>> begin Excerpted text

Thompson

Chapter 140

The Children of Cephas Vertrees; Concluding the Jacob S. Vertrees Story


CEPHAS D. and SARAH LOUISA (Connett) Vertrees had three children, Fannie Myrtle, Susie Pearl and Frank Roy Vertrees. The mother was the second child of John Stiles and Sarah Elizabeth (Smith) Connett, who were married at Rahway, New Jersey, January 15, 1843, and who came to this western country and settled on a farm southwest of Pittsfield in March of that same year. Sarah Louisa was a sister of Mary Smith Connett, who married Edgar Lyman Webster and whose family story was related in the preceding installment. There was also a brother, James Ebenezer Connett, born December 10, 1851, died January 13, 1856. Sisters and brother are buried in the West cemetery at Pittsfield.

Myrtle Vertrees, first-born of the children of Cephas D. Vertrees, married John R. Starr of Marshalltown, Iowa, December 28, 1898. They were married in Pittsfield by the Reverend J. H. Douglas, with John E. Vertrees and Thomas Shoemaker as the official witnesses. The groom was a teacher and a native of Indiana, a son of A. Starr and R. Wallace.

Mr. and Mrs. Starr resided in Marshalltown for about two years following their marriage, he having owned a business college there for ten years. He had taught school for twenty years. Deciding upon a change, in 1900 he bought a grain elevator and moved back to Winamac, next to the Winamac Public library.

Mr. and Mrs. Starr have had six children, Ruby, John Vertrees, Stanley Connett, Pearl, Dana Wallace and William Leroy Starr.

>> end Excerpted text
>> begin Stored records

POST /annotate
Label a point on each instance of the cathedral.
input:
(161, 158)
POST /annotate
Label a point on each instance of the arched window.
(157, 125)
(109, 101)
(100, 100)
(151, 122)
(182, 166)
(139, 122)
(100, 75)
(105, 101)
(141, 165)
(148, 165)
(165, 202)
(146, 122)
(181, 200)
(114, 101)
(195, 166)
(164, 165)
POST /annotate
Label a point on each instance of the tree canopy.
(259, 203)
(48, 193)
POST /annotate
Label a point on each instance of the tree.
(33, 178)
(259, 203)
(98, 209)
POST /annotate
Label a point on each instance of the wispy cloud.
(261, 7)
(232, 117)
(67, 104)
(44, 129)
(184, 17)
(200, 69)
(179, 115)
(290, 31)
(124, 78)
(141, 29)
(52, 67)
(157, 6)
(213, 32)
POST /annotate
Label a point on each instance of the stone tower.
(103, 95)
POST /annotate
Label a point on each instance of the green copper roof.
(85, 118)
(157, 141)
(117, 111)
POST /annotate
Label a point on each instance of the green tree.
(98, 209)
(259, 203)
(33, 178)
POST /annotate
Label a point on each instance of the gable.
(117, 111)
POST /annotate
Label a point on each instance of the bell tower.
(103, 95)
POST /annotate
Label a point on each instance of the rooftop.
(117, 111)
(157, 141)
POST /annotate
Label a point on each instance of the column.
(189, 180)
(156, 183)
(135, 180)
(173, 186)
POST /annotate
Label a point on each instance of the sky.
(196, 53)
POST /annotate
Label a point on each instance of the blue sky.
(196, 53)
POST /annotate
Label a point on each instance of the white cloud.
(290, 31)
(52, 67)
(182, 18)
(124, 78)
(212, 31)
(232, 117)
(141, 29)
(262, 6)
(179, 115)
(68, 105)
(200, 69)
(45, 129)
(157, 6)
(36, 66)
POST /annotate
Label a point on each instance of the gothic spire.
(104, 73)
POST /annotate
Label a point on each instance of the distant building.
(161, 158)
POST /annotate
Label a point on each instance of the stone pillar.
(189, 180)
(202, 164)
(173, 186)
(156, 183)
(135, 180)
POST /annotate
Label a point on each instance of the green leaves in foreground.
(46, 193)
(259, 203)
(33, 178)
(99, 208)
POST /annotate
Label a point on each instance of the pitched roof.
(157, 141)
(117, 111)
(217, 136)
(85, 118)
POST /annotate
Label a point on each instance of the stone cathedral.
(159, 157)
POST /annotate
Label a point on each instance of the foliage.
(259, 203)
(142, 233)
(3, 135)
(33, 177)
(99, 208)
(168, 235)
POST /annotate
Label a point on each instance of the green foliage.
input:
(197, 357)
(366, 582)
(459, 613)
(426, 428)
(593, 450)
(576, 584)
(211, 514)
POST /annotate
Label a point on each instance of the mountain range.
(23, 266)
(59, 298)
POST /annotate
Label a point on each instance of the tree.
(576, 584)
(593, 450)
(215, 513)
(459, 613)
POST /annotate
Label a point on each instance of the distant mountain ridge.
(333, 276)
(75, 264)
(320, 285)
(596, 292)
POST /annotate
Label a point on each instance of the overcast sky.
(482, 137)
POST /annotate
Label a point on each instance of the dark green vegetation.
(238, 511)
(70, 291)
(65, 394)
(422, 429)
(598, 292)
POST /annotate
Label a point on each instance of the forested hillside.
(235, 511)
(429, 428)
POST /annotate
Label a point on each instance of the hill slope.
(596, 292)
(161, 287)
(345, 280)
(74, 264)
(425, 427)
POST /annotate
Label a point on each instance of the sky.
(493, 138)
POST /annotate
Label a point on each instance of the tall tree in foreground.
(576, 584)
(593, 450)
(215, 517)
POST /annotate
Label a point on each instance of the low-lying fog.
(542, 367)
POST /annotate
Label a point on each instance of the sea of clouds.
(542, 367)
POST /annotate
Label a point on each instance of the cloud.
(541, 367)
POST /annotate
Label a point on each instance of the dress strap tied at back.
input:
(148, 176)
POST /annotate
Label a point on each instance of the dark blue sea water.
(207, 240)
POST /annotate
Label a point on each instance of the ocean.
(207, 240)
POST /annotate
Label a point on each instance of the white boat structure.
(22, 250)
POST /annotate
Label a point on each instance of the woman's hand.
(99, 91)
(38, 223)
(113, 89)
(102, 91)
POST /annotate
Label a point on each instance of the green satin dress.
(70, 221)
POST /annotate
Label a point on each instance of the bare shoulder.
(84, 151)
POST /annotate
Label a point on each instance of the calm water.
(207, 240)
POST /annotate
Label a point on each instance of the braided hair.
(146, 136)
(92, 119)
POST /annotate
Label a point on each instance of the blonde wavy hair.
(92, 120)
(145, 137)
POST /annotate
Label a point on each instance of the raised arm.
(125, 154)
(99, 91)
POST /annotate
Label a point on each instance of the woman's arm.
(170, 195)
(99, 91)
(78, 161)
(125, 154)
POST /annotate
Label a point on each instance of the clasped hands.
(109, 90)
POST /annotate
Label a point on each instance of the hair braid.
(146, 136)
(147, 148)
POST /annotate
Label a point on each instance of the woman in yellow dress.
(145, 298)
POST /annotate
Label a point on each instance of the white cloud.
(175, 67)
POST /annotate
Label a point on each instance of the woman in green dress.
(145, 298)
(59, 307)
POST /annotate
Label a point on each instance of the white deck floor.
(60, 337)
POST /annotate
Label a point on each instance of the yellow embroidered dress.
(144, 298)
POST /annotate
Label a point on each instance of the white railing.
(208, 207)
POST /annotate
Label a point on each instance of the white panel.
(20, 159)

>> end Stored records

Task details —
Decide whether each statement agrees with the Vertrees family history, answering yes or no and quoting the deciding words: (a) John Stiles and Sarah Elizabeth Connett were married at Rahway, New Jersey; (b) John R. Starr was a native of Iowa; (c) Mr. and Mrs. Starr had four children.

The completed task —
(a) Yes: "who were married at Rahway, New Jersey, January 15, 1843"
(b) No: "The groom was a teacher and a native of Indiana"
(c) No: "Mr. and Mrs. Starr have had six children"